» Task description
Copy the lines from the one with "The exact mask" through the one with "box: [890, 593, 979, 680]", and give only those lines.

» Source material
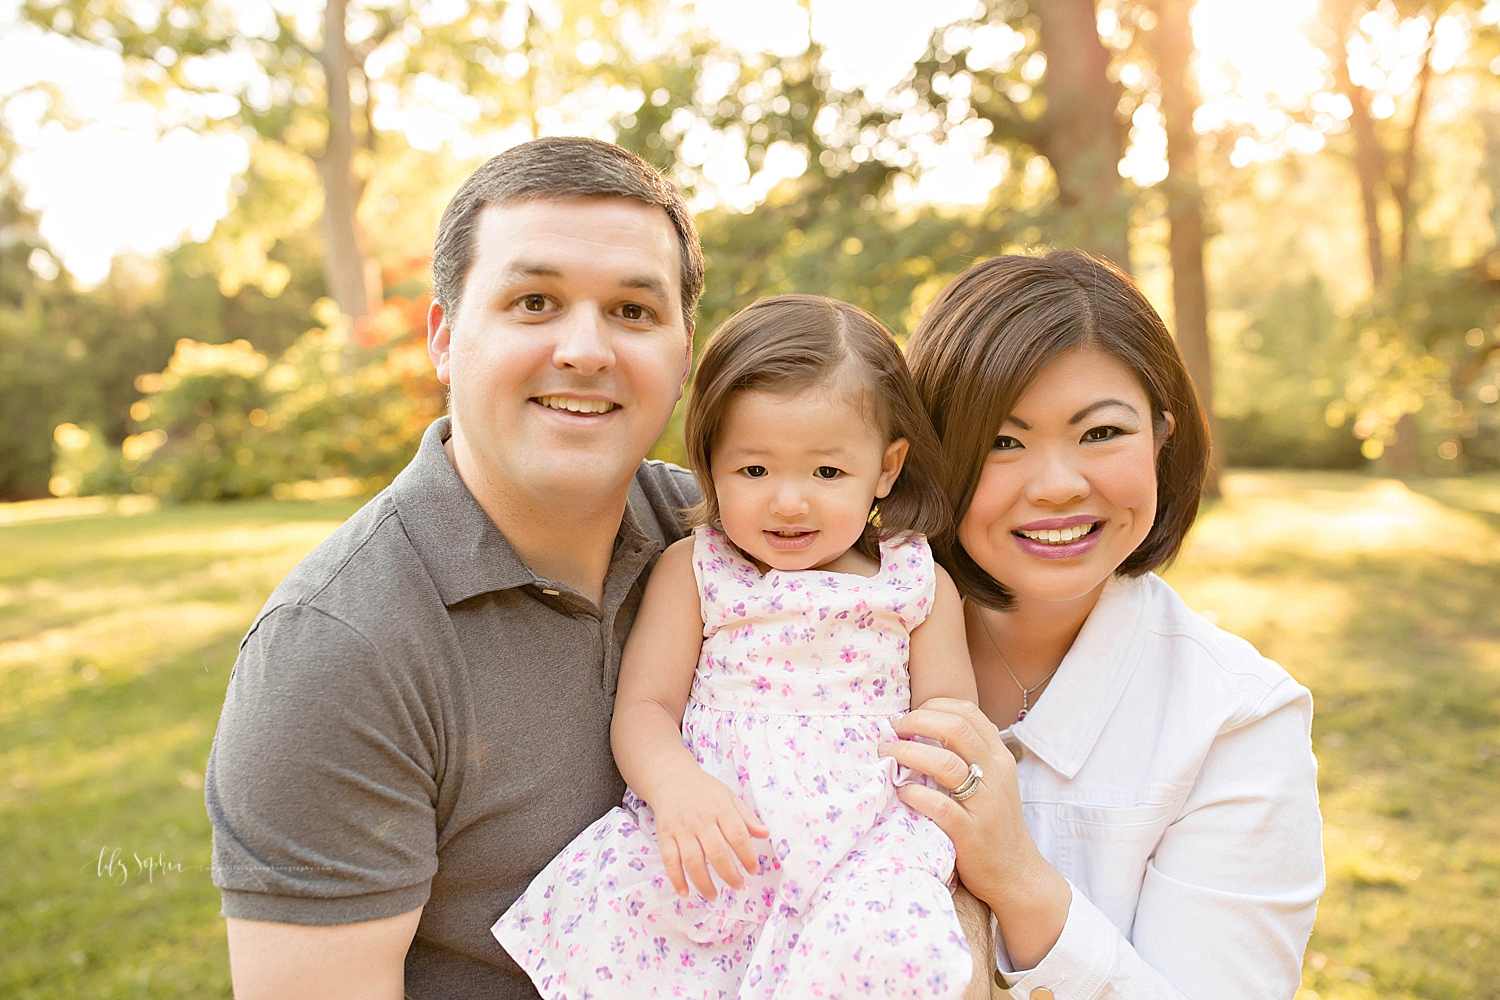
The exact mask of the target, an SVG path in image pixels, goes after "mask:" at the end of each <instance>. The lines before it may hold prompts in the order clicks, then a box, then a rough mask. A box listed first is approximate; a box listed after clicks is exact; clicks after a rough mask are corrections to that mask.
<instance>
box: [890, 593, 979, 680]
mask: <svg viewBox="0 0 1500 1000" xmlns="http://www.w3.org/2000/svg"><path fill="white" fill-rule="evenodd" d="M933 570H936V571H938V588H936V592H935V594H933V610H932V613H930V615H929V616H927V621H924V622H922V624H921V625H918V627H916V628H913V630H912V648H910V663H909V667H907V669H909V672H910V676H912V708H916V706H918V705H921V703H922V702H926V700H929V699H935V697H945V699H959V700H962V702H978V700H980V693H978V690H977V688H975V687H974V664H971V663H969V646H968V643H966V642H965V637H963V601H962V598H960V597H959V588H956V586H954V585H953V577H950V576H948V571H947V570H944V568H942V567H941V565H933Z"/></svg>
...
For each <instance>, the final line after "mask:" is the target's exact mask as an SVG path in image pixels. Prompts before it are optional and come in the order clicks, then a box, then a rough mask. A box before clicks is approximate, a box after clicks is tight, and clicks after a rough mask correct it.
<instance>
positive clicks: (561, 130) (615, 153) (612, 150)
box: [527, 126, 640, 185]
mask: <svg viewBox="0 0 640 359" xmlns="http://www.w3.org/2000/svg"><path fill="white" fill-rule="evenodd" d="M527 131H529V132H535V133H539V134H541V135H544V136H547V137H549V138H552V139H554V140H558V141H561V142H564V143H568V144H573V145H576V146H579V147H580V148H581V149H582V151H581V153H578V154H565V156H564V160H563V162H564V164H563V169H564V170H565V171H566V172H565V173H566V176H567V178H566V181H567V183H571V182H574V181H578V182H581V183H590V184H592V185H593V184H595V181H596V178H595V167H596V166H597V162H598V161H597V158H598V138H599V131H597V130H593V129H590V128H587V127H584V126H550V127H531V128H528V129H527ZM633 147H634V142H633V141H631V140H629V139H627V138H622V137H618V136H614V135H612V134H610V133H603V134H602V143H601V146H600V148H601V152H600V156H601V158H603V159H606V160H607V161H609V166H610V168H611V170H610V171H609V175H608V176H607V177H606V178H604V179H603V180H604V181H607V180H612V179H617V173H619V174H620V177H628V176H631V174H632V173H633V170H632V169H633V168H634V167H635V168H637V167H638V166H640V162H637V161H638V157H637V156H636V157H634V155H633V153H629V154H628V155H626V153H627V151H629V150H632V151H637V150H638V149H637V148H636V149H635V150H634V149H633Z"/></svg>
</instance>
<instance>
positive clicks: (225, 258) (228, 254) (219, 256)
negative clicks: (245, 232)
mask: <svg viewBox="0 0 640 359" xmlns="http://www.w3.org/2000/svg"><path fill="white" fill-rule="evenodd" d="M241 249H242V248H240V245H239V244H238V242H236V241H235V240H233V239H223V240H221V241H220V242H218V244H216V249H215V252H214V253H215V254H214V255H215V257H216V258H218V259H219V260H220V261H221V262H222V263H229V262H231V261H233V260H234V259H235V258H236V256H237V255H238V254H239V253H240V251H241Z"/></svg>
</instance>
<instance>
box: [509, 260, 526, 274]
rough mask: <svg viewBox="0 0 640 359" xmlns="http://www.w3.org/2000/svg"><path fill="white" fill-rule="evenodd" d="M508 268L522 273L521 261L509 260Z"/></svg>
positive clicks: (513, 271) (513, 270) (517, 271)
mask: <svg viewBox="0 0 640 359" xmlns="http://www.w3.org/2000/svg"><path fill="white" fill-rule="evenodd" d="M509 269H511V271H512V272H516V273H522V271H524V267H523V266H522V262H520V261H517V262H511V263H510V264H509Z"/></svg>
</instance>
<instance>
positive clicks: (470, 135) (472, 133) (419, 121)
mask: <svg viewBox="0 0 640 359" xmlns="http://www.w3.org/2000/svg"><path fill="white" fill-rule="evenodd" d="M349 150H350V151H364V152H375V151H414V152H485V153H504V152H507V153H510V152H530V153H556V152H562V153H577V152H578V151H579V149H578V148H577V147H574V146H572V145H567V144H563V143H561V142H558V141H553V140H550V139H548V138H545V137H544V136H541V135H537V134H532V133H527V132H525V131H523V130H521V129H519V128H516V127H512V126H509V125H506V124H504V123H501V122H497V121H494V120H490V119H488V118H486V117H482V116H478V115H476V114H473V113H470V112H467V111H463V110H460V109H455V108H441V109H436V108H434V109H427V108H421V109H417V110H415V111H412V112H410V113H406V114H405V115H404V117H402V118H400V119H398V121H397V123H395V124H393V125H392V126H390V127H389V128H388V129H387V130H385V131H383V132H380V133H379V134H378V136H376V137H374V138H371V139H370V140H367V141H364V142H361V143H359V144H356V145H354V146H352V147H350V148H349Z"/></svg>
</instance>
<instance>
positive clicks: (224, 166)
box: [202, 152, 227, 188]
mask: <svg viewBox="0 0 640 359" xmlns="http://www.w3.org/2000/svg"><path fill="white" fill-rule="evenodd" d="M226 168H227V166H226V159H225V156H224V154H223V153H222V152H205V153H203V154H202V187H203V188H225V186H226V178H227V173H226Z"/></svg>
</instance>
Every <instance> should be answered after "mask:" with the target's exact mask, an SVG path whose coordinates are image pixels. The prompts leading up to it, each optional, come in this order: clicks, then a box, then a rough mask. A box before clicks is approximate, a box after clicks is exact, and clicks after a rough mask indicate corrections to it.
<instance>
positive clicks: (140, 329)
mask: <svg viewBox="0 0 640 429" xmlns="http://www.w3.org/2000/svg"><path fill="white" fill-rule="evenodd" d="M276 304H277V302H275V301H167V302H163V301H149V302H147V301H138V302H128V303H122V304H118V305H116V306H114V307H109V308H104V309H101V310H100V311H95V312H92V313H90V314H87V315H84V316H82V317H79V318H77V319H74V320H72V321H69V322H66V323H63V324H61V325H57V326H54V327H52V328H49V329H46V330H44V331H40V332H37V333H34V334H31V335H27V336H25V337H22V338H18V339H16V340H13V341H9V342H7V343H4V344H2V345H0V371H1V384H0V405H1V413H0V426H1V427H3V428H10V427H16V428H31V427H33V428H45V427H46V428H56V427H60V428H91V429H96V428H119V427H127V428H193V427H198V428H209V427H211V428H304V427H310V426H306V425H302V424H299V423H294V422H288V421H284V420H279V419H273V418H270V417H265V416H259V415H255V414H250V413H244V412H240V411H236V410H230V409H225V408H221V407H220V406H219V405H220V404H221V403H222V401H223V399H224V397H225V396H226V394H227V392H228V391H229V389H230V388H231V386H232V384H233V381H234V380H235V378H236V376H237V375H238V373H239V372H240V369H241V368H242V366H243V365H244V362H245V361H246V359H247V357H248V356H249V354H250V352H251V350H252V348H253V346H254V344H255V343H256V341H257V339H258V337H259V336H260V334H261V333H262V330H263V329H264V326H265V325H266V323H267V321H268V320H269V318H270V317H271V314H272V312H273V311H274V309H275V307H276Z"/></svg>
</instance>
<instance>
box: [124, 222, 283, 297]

» Completed task
The exact mask of the target, an SVG path in image pixels, goes after "mask:" at the end of each <instance>. The lines before it may hold prompts in the order clicks, then a box, then a rough mask. A box listed first is approximate; a box listed after clicks is exact; clicks after a rough mask are corrections to that mask.
<instance>
box: [890, 593, 979, 680]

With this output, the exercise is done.